Action item: Please repeat the records exactly. The pictures are to be left out.

Supplied records: Begin

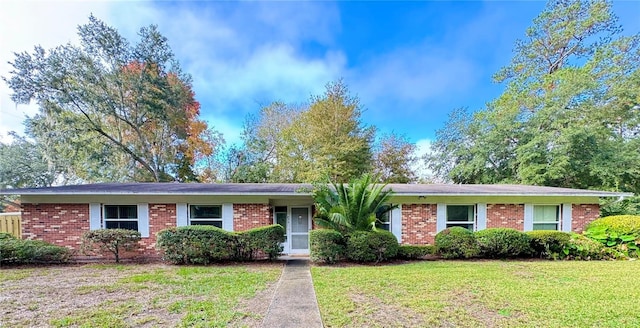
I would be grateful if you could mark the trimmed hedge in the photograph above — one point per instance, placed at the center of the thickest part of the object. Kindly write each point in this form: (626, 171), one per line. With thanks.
(326, 245)
(548, 244)
(457, 243)
(110, 240)
(208, 244)
(18, 251)
(500, 243)
(371, 246)
(414, 252)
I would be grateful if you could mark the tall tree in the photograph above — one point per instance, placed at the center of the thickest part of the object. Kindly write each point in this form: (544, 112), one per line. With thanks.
(569, 86)
(394, 159)
(329, 139)
(127, 109)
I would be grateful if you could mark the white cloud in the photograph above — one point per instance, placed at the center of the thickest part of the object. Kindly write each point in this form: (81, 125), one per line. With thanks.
(25, 24)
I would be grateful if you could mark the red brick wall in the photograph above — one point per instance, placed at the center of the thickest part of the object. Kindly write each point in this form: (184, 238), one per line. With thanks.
(505, 216)
(249, 216)
(582, 214)
(161, 216)
(418, 224)
(60, 224)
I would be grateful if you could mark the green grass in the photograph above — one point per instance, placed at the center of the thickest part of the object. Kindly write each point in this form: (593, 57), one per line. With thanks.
(190, 296)
(480, 294)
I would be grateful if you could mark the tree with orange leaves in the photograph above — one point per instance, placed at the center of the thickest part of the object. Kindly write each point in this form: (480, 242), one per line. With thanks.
(112, 111)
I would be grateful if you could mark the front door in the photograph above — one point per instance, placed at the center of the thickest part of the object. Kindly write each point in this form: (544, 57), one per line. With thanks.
(297, 223)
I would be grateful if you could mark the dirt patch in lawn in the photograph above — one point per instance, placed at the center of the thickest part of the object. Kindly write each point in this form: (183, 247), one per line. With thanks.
(46, 296)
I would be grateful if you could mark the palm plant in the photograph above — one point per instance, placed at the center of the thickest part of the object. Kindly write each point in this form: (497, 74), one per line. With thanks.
(351, 207)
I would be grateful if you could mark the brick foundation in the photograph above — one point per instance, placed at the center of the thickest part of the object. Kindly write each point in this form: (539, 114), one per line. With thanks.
(249, 216)
(60, 224)
(505, 216)
(582, 214)
(418, 224)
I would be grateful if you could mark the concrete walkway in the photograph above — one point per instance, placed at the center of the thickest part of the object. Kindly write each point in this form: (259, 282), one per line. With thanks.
(294, 303)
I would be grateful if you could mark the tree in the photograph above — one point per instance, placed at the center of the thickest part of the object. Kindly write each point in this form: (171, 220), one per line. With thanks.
(566, 117)
(394, 159)
(351, 207)
(328, 139)
(126, 109)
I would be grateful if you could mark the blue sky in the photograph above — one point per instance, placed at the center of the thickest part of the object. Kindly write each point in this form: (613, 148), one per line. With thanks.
(410, 63)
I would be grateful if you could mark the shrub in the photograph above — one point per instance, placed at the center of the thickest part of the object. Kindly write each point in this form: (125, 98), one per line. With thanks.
(500, 243)
(549, 244)
(113, 241)
(19, 251)
(456, 243)
(371, 246)
(326, 245)
(413, 252)
(583, 248)
(266, 240)
(621, 232)
(196, 244)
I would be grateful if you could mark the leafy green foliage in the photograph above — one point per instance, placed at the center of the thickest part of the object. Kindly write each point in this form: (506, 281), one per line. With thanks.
(414, 252)
(350, 207)
(112, 111)
(620, 232)
(499, 243)
(113, 241)
(371, 246)
(208, 244)
(18, 251)
(456, 243)
(567, 116)
(326, 245)
(549, 244)
(258, 241)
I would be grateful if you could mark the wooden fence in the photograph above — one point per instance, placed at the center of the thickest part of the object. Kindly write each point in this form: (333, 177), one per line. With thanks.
(11, 223)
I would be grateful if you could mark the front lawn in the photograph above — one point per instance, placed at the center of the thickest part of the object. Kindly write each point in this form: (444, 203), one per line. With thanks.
(481, 294)
(136, 295)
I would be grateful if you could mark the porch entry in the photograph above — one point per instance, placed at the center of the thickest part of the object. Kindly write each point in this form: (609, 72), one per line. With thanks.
(296, 221)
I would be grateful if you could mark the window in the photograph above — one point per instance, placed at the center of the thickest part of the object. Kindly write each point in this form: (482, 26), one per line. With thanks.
(546, 217)
(461, 216)
(121, 217)
(383, 216)
(206, 215)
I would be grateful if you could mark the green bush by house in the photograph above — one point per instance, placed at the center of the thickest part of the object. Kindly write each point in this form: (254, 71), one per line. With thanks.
(548, 244)
(457, 243)
(500, 243)
(621, 232)
(414, 252)
(326, 245)
(17, 251)
(113, 241)
(207, 244)
(371, 246)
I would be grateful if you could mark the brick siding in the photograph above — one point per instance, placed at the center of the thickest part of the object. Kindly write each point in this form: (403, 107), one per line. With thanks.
(60, 224)
(505, 216)
(582, 214)
(418, 224)
(249, 216)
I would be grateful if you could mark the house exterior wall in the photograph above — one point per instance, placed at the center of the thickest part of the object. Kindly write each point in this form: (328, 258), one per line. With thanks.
(418, 224)
(583, 214)
(505, 216)
(249, 216)
(60, 224)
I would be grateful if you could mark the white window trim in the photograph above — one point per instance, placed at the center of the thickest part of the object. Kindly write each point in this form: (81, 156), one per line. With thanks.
(559, 219)
(190, 219)
(104, 216)
(473, 220)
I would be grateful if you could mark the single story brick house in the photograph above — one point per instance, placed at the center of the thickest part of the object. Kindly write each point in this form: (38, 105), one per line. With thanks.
(61, 215)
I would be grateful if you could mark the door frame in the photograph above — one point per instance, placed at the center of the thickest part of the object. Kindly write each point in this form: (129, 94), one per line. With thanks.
(286, 246)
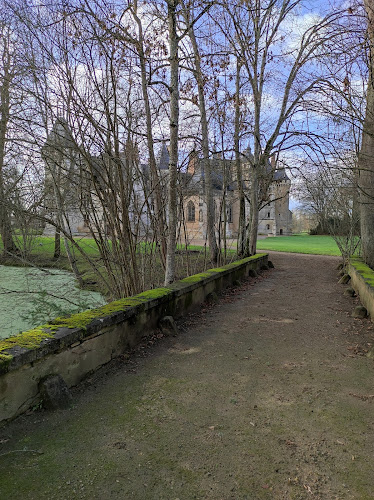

Supplied records: End

Completed task:
I would be grateful if you could mark the trimmed hedge in the photograph above — one point per instance, placed at the center of the thickest part of the object. Kindly write each point in this form: (626, 171), one per line. With thanks.
(326, 245)
(548, 244)
(457, 243)
(110, 240)
(208, 244)
(18, 251)
(500, 243)
(371, 246)
(414, 252)
I would be grateful if you could mark the tall tree in the photograph above — one point per instance, placed at the center of the thickest part of the object. Kindly write each point in this form: (544, 112), one per line. With thanks.
(569, 86)
(394, 159)
(329, 139)
(127, 109)
I would be grateful if you could mark the white cloud in the photograph above — one point per instance, placed at the center of the thickest part of the object. Kindly write each point in this form: (81, 125), one per line. With thanks.
(25, 24)
I would be grateful if you could mark the red brick wall in the photograph above — one point per instance, placed at the center of the thickest part of the object. Kindly write each point in this form: (184, 238), one per line. With thanks.
(505, 216)
(249, 216)
(582, 214)
(161, 216)
(418, 224)
(60, 224)
I would be grateful if you could mark the green grass in the photograph above — one point per instance, placed at the center of the thickest part of the object. Kindly write each point in this form: (593, 57), one per line. With thanks.
(190, 296)
(480, 294)
I would be grateful if you could mark the tree with orange leaves in the photograph above — one point per instance, placed at the center of the thickest part of the object. Kindly write each point in this form: (480, 242), one per line. With thanks.
(112, 111)
I would be grateful if you could mark the front door in the photograph above — one point per instance, placed at the center of the thickest part of the object. Kindly write each point in this form: (544, 57), one per line. With thanks.
(297, 223)
I would be grateful if you could mark the dirt patch in lawn in the photograph above — one point per instance, placed at the center of the thickest part of the object. Kindly write each point in this form: (183, 247), one per line. With thanks.
(46, 296)
I would be grateful if you could mark the palm plant in the photograph above — one point per instance, placed at the center of the thickest part of the object. Kindly write each point in this form: (497, 74), one per line. With thanks.
(351, 207)
I would be grateful if you could mark the brick foundation in the photograph above — one point per instance, placed at the center of the thickest part of the object. Kindly write each point in this form: (539, 114), one per line. With thanks.
(249, 216)
(60, 224)
(505, 216)
(582, 214)
(418, 224)
I would be grateful if you could mark the concrete walkway in the photograph above — one point per instance, placed at the center of the thickest part of the object. Kindly write each point in this form: (259, 282), one per line. With thanks.
(294, 303)
I would be grateful if you could mark the tree in the photograph above — one point per instance, placed at the center of the thickest part of the object. Kindly write each point in this form: (171, 220), one per line. With thanks.
(566, 117)
(394, 159)
(351, 207)
(328, 139)
(126, 109)
I would be grateful if you could mark the blue sky in the photograph above — one point per instance, placed at the center of the thickest part of the object. Kindly write each point in this form: (613, 148), one per line. With thanks.
(410, 63)
I would be grateful if you could mark the shrub in the photograph above — one point per instance, placed at the center of the thickest part of the object. Kindly write each point in this form: (125, 98), one per line. With thanks.
(500, 243)
(549, 244)
(113, 241)
(19, 251)
(456, 243)
(371, 246)
(326, 245)
(413, 252)
(583, 248)
(266, 240)
(621, 232)
(196, 244)
I would be grateful if you could mark the leafy green foliage in the photograph above — one point per instance, placed at the center of the thickest part of the object. Kindly write each point in this form: (506, 281), one per line. With thanks.
(414, 252)
(350, 207)
(112, 111)
(620, 232)
(499, 243)
(113, 241)
(371, 246)
(208, 244)
(18, 251)
(456, 243)
(567, 116)
(326, 245)
(549, 244)
(258, 241)
I would be grateful if you could mark the wooden fence in the photograph above — one point per instance, placed at the center of the thickest part of the object. Kindly write each point in this form: (333, 177), one per line. With thanks.
(11, 223)
I would be grateful if you could mark the front lawn in the photograph above — one point per instance, placed at the center of the thickest part of the object. Kindly write each point in this form: (444, 203), one per line. With thanks.
(481, 294)
(136, 295)
I would be grateful if you could mark the porch entry in the photograph above — one point per instance, placed at the center of the thickest part of the object. Kindly write each point in this form: (609, 72), one per line. With thanks.
(296, 221)
I would be grateful if you could mark the window in the photograph above — one point per instance, placed at the center of the thickest part of the object. Kindly write each point in this form: (482, 26), one per line. With thanks.
(546, 217)
(461, 216)
(121, 217)
(383, 216)
(206, 215)
I would be grateful if you could mark the green bush by house in the photograph above — one point per instance, placed at the center of the thickest part of the object. Kindly write each point in this form: (254, 71), one per line. With thanks.
(548, 244)
(457, 243)
(500, 243)
(621, 232)
(414, 252)
(326, 245)
(17, 251)
(113, 241)
(207, 244)
(371, 246)
I would be grateful if you could mark the brick siding in the photograph above — one point per instance, placed at the center of the thickest part of the object. Kindly write each point in this form: (403, 107), one per line. With thanks.
(60, 224)
(505, 216)
(582, 214)
(418, 224)
(249, 216)
I would be grateful if you could mark the house exterior wall in the photograph above — one point per instance, placed at the center of the thickest part of the object. Kindly write each point in this form: (328, 258), one per line. With thanks.
(418, 224)
(583, 214)
(505, 216)
(249, 216)
(60, 224)
I would be grateful if you could mark the white window trim in the photograph above — one point per instance, placed at the center of the thickest part of the object. Kindly write each point in this form: (81, 156), one per line. With thanks.
(559, 219)
(190, 219)
(104, 216)
(473, 220)
I would be grateful if you could mark the single story brick house in the photograph above — one point per instance, placed at the center of the thickest part of the object. Kindly write each point in this form: (38, 105), one per line. With thanks.
(61, 215)
I would be grateful if you could mark the door frame in the photograph above — one point per instance, placed at the center of the thickest part of the object. Kindly write each point in this form: (129, 94), one per line. With thanks.
(286, 246)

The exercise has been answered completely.